SELECTED PASSAGE section start

After reading Trump’s testimony one can only wonder what he might say under oath about the presidential records and classified documents he stole from the White House.

~ 2 ~

Hooked: Rep. George Santos charged by DOJ

Criminal charges were filed today under seal in the Eastern District of New York against Rep. Santos. Specifics about the charges are as yet unknown.

While the current GOP-led House Ethics Committee has been dragging its feet investigating – Santos, alias Anthony Dee – the representative for New York’s 3rd congressional district has been under pressure by House Democrats to resign due to his manifold lies and apparent frauds.

During his brief time in office, Santos has been accused of breaking campaign finance laws, violating federal conflict of interest laws, stealing cash meant for an Iraq War veteran’s dying dog, masterminding a credit card fraud scheme and lying about where he went to school and worked.

SELECTED PASSAGE section end

#### [REQUIRED ACTION 1]
In the passage on George Santos, where were the criminal charges against him filed?
#### [REQUIRED ACTION 2]
In the passage on George Santos, how would you translate the sentence "Specifics about the charges are as yet unknown." into Spanish?

SOURCE MATERIAL section start

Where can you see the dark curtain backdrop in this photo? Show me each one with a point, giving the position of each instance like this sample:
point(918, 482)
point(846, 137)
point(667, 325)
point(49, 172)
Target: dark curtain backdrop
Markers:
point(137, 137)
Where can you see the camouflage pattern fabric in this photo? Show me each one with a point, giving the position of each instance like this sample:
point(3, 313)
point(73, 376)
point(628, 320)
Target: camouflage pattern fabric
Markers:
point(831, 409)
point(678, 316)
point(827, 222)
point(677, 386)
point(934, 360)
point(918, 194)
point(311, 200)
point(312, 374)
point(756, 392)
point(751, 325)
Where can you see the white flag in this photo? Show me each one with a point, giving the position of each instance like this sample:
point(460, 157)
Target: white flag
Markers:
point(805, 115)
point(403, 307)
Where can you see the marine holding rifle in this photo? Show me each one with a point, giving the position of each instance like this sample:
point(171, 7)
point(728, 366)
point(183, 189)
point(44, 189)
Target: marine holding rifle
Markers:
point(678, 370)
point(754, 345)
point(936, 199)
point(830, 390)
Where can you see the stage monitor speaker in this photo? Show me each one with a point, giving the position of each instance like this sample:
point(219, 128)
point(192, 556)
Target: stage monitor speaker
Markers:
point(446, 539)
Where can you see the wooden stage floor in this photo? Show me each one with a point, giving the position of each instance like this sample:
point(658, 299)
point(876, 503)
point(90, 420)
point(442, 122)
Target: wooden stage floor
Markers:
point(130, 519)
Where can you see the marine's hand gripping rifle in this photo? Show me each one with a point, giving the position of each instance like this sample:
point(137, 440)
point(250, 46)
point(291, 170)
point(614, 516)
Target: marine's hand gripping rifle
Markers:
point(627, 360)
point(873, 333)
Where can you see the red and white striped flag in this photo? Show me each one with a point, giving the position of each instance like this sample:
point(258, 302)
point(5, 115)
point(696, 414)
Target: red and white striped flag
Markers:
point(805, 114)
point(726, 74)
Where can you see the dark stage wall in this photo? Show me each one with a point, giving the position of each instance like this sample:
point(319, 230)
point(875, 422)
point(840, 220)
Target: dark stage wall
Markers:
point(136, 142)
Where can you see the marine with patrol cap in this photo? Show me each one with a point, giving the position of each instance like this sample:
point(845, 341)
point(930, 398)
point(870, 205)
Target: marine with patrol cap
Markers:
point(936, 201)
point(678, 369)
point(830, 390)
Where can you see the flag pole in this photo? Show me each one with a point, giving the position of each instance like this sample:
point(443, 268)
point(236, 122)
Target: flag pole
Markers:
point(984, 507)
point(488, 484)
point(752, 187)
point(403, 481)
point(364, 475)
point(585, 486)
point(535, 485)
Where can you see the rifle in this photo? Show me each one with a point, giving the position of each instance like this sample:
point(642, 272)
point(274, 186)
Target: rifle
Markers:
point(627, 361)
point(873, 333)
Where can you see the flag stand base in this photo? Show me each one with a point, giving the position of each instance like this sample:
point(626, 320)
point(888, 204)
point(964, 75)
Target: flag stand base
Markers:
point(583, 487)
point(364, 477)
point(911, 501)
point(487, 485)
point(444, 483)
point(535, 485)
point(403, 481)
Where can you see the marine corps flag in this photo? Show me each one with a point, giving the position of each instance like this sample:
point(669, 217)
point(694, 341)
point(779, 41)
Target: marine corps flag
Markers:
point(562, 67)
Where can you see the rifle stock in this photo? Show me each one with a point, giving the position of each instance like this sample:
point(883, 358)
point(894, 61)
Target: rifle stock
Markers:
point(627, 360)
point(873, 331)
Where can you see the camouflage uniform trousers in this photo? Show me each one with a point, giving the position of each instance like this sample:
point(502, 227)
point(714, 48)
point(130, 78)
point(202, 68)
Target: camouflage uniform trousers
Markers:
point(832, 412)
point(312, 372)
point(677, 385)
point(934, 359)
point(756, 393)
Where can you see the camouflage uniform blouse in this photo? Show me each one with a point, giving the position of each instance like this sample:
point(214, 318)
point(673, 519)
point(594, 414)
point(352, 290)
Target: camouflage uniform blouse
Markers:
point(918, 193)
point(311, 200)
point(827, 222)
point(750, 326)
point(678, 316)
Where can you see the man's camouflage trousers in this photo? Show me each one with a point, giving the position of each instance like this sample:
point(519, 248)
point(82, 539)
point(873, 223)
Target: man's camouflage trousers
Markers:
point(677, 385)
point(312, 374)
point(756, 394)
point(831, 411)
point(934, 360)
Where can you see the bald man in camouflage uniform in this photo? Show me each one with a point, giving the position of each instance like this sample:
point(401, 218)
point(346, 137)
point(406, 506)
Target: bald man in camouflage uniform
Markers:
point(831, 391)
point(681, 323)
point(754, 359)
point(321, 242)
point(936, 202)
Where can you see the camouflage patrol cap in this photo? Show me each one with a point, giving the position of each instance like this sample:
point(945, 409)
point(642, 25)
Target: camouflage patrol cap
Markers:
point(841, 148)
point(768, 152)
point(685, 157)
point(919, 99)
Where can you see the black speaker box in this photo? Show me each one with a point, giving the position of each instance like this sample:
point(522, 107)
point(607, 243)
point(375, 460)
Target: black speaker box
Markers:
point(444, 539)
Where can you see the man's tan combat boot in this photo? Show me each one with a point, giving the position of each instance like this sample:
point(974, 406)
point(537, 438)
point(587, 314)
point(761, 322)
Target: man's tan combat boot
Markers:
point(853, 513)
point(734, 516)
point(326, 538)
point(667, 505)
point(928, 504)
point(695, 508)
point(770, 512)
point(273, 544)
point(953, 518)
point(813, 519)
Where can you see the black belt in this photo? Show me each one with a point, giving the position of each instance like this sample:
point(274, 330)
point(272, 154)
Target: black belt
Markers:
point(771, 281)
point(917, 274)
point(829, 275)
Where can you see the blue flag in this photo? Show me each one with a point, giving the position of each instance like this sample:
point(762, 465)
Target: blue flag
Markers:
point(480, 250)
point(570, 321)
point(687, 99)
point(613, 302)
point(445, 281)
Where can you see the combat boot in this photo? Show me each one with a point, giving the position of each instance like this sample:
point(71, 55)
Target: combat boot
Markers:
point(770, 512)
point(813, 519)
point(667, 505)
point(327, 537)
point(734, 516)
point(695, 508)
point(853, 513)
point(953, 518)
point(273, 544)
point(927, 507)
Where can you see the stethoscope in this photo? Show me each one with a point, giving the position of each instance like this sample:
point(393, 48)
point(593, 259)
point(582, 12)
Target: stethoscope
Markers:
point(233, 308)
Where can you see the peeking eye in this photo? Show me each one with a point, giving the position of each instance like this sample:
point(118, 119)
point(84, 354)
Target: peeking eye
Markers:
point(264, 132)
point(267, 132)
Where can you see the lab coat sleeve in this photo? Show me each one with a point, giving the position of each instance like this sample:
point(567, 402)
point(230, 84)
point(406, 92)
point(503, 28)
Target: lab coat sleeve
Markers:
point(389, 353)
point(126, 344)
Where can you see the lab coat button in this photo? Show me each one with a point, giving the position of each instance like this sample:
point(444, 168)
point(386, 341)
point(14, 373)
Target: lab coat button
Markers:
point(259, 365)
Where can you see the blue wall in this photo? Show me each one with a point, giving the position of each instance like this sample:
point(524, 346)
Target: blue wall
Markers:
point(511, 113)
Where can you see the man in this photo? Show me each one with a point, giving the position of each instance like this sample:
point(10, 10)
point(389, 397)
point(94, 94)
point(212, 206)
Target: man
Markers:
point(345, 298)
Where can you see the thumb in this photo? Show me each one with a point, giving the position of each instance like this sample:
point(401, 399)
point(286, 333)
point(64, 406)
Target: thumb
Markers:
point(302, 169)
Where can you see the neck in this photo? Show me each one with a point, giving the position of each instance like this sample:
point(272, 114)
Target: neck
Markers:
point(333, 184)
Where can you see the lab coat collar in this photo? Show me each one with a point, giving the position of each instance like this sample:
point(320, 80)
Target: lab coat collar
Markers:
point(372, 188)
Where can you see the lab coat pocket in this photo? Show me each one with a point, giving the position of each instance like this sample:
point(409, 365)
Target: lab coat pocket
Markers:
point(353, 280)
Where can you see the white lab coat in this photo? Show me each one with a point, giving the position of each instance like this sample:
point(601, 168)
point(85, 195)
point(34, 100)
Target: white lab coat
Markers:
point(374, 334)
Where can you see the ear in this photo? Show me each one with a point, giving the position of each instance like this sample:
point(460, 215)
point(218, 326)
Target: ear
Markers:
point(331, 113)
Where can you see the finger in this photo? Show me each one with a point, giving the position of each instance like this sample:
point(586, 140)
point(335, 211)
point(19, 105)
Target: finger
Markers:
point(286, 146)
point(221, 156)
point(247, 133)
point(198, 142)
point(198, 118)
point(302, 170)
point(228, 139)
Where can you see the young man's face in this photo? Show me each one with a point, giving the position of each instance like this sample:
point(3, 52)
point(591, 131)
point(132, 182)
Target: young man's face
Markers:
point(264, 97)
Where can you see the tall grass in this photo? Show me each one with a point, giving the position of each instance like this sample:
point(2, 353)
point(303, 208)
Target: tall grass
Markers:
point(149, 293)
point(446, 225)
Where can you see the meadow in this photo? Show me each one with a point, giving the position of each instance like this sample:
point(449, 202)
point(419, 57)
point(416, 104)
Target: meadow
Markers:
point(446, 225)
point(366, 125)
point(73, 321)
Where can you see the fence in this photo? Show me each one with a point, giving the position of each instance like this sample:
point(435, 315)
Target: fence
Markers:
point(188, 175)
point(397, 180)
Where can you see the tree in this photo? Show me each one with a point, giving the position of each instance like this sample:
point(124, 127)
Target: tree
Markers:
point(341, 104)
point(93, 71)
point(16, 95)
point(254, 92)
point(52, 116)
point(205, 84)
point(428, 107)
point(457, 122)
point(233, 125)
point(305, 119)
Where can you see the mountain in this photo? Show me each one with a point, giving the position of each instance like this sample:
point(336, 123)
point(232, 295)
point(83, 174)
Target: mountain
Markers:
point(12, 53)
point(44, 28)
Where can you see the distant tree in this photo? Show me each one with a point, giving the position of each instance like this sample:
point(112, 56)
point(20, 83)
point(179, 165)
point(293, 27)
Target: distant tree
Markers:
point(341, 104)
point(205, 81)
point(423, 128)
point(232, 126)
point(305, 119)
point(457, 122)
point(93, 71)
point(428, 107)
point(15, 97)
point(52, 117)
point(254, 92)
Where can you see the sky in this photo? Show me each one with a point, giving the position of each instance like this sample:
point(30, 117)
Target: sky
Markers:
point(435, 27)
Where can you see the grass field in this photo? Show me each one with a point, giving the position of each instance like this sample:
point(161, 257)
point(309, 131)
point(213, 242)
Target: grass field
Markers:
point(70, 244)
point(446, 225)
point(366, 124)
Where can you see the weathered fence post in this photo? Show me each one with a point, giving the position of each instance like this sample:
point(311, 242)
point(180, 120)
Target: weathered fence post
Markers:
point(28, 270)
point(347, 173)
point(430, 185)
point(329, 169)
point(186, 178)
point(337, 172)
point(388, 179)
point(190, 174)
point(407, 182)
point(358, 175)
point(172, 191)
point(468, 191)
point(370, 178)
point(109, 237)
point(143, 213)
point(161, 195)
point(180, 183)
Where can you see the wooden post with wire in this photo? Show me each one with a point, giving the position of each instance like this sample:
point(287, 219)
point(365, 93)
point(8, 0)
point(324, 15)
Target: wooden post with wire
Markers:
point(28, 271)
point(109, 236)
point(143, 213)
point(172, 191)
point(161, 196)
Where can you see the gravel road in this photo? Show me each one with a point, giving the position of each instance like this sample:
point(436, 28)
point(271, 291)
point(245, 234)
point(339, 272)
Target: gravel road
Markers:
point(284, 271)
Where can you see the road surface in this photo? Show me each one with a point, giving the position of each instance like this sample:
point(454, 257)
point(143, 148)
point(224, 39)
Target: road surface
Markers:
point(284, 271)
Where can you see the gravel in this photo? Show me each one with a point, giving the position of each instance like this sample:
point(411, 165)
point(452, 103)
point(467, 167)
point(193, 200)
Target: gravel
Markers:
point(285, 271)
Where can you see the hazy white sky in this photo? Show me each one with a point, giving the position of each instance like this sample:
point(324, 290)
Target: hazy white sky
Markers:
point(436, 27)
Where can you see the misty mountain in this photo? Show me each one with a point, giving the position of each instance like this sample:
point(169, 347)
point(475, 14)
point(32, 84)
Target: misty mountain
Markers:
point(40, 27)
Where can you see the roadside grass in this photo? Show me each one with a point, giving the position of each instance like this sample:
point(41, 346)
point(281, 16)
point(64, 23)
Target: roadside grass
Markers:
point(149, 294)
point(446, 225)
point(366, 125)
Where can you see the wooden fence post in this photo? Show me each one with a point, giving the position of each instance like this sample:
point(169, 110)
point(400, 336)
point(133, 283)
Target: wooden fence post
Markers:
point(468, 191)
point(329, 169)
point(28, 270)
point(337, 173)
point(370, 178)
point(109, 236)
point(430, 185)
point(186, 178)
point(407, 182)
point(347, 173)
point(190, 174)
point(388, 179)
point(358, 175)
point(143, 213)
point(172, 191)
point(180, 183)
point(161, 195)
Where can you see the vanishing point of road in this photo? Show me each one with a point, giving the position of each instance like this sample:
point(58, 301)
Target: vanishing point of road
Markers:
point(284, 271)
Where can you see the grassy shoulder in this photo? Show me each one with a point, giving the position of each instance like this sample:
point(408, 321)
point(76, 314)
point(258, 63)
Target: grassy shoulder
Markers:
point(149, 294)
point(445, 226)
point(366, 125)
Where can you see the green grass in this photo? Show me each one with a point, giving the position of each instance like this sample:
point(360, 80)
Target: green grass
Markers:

SOURCE MATERIAL section end

#### [PROBLEM SOLUTION 1]
Under seal in the Eastern District of New York.

#### [PROBLEM SOLUTION 2]
Los detalles de los cargos aún se desconocen.